** Data in this exercise **
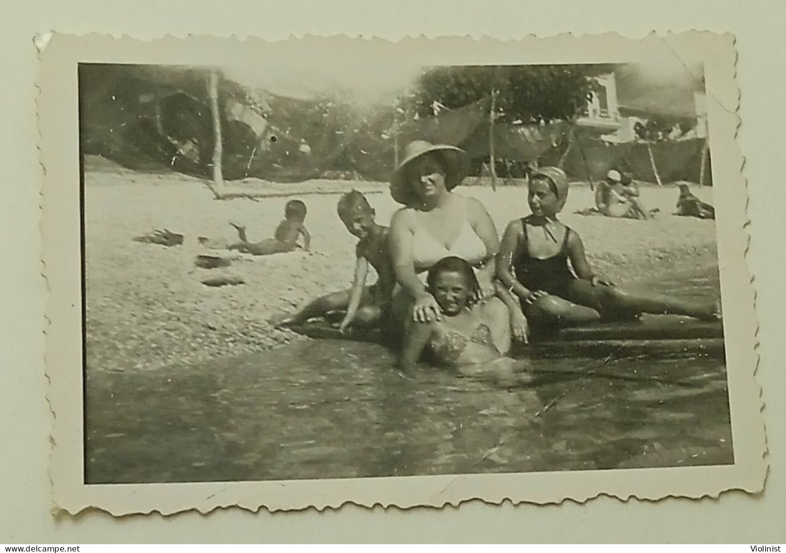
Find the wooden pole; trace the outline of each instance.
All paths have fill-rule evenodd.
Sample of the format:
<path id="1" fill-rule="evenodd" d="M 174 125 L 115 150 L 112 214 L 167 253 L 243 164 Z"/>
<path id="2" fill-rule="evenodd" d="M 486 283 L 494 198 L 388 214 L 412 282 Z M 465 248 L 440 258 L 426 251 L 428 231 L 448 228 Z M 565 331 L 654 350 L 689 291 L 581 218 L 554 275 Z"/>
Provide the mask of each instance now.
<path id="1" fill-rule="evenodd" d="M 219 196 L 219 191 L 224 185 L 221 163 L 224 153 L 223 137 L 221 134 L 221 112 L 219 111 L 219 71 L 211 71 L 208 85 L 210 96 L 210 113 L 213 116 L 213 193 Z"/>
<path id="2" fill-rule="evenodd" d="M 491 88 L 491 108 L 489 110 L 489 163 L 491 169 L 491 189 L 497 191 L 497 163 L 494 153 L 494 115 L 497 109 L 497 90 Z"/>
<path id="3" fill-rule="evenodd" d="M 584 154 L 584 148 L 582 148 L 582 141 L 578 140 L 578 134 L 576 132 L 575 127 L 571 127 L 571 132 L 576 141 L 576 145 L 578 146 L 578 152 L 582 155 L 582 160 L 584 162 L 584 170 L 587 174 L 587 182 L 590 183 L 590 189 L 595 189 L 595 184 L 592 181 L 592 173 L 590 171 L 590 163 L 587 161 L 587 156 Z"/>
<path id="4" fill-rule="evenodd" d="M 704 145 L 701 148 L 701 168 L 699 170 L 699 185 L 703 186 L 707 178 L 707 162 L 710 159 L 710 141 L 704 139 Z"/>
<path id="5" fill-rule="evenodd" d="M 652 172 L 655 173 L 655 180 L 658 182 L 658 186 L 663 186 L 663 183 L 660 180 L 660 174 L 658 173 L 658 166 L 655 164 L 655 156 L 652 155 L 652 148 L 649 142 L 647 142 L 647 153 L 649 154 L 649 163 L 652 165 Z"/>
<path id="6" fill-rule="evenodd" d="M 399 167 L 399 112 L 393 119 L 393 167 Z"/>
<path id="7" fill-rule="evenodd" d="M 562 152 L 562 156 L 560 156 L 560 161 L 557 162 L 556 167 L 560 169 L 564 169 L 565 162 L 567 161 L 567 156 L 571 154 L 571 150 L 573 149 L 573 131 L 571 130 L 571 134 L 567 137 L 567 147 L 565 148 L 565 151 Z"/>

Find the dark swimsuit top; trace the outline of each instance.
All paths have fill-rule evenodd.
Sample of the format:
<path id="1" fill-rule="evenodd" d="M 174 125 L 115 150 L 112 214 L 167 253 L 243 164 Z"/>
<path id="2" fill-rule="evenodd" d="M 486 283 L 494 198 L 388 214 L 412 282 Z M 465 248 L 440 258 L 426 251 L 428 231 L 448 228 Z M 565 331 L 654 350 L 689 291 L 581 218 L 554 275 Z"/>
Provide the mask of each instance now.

* * *

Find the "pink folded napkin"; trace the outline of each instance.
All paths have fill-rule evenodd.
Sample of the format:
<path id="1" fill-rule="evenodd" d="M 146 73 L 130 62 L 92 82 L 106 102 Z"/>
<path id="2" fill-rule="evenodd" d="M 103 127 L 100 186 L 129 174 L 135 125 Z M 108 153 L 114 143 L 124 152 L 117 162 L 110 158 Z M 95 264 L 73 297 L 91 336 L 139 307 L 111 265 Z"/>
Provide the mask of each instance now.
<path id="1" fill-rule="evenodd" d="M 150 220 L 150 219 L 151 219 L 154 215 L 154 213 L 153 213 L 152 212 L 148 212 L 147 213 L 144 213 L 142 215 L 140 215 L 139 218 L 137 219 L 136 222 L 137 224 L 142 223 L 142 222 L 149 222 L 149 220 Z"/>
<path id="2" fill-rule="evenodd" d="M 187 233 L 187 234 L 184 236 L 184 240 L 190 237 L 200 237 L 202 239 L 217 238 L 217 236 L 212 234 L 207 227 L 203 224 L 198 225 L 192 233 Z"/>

...

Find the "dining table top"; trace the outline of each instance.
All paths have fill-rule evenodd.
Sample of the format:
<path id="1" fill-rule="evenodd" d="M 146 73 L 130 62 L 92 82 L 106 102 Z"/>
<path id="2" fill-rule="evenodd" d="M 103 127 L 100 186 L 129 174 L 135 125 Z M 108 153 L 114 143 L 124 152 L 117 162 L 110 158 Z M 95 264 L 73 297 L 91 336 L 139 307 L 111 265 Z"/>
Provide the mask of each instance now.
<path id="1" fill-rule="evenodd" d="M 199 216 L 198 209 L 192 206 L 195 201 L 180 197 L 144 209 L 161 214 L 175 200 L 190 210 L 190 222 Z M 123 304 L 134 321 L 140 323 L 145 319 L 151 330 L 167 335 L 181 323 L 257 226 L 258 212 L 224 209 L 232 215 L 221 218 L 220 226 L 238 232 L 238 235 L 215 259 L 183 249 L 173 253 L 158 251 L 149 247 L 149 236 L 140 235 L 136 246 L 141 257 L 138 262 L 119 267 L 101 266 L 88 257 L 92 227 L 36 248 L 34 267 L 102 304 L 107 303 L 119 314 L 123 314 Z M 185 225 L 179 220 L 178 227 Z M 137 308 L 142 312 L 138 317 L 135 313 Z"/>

** To be done **
Could you quote the lines in the rows above, verbatim, from the line that contains "Find the wooden" through the line that contains "219 196 L 219", both ends included?

** Response below **
Find the wooden pole; trace the outline of each instance.
All paths have fill-rule evenodd.
Sample of the format:
<path id="1" fill-rule="evenodd" d="M 174 125 L 115 150 L 112 214 L 167 253 L 243 164 Z"/>
<path id="2" fill-rule="evenodd" d="M 486 283 L 494 198 L 388 214 L 412 282 Z M 465 248 L 440 258 L 426 251 L 428 231 L 448 228 Z M 565 331 L 654 350 L 689 291 L 581 218 L 554 275 Z"/>
Provide the mask of each instance now.
<path id="1" fill-rule="evenodd" d="M 219 196 L 219 191 L 224 185 L 221 163 L 224 153 L 223 137 L 221 134 L 221 112 L 219 111 L 219 71 L 211 71 L 208 85 L 210 96 L 210 113 L 213 116 L 213 193 Z"/>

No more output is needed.